Material for this task:
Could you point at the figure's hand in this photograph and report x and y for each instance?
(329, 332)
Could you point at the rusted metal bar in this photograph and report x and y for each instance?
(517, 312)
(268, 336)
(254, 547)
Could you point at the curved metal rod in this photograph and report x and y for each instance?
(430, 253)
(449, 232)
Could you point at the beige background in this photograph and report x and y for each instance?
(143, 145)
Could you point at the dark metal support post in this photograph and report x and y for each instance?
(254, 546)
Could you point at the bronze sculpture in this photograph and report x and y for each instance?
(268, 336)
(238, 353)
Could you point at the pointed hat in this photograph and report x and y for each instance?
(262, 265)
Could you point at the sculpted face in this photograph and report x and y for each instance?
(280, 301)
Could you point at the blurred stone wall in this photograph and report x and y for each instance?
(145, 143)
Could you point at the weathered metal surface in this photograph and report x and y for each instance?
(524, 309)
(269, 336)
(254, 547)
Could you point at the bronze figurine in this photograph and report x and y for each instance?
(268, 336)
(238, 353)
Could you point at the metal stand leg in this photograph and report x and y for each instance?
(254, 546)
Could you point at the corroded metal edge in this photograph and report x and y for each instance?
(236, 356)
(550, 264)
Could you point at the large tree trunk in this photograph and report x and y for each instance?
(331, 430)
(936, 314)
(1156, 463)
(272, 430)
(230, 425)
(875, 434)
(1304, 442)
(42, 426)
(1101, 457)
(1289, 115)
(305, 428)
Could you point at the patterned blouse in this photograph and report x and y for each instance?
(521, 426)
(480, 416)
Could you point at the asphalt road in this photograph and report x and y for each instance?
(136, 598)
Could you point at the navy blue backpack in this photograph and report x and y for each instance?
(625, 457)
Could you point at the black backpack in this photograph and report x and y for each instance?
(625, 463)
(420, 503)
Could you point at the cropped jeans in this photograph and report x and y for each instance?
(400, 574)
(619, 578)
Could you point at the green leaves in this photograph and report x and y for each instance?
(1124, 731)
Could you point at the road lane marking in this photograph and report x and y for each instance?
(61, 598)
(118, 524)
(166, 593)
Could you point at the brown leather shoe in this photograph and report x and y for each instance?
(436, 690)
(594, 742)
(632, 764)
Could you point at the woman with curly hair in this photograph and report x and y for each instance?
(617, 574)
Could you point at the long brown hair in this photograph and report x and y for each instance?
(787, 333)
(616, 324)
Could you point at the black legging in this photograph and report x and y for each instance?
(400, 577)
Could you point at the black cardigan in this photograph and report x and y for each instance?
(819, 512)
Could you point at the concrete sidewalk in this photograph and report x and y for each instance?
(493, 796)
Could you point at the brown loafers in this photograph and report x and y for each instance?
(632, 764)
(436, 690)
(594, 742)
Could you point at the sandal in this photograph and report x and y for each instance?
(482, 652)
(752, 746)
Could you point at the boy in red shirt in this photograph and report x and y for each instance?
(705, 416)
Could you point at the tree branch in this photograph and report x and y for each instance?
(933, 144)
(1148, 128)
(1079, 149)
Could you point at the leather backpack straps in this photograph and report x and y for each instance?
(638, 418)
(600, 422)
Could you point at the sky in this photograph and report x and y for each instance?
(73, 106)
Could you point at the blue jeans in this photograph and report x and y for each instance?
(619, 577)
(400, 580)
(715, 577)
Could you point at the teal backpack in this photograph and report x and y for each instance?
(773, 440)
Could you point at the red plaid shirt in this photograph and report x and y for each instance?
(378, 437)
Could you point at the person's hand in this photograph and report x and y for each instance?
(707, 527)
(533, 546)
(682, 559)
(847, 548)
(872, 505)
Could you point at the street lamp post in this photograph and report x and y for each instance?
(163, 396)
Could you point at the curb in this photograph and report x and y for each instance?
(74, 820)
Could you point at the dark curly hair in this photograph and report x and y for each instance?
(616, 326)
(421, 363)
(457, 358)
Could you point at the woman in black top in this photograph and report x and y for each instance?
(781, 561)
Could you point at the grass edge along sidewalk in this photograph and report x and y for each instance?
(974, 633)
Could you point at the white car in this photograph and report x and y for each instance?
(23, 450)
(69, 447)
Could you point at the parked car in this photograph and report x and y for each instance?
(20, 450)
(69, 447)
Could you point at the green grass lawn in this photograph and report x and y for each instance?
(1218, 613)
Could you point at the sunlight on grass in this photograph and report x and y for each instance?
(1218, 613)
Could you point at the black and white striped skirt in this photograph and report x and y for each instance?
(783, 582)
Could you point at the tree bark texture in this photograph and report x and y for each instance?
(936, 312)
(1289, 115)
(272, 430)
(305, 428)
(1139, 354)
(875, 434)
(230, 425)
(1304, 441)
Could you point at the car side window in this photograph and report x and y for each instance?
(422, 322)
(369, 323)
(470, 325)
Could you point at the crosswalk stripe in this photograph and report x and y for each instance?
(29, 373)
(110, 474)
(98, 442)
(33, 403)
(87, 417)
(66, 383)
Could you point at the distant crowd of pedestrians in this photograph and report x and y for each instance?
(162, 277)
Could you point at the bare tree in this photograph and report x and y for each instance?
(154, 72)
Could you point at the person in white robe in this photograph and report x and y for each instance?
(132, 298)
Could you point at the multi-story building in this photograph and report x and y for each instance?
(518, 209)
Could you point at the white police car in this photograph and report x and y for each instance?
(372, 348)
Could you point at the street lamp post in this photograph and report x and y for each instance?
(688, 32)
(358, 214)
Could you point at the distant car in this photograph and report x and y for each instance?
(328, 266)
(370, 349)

Required task:
Take the lines from the one containing "Could you point at the car" to the last line of the material above and write them out exactly.

Response:
Could you point at the car side window in this photograph and report x and y for each instance?
(422, 322)
(369, 323)
(470, 325)
Could you point at the crosswalk stripe in this photograph and report x and y for each instance?
(29, 373)
(110, 474)
(98, 442)
(33, 403)
(87, 417)
(66, 383)
Could you point at the distant crowd of pedestrians in this photograph and report x and y for each instance?
(162, 277)
Could you point at the bare tree in this photograph and report x and y for each instance?
(154, 72)
Could you point at the person in white robe in this photograph and report x and y for each instance?
(132, 298)
Could you point at the multi-story building in this photograph and report x and y for each instance?
(518, 209)
Could you point at the white police car in this photograph and report x and y for each instance?
(372, 348)
Could you point at the street lamp post in this photograph and report x and y for each instance?
(688, 32)
(358, 214)
Could you point at the distant car in this photograph and report x and y for each instance?
(328, 266)
(370, 349)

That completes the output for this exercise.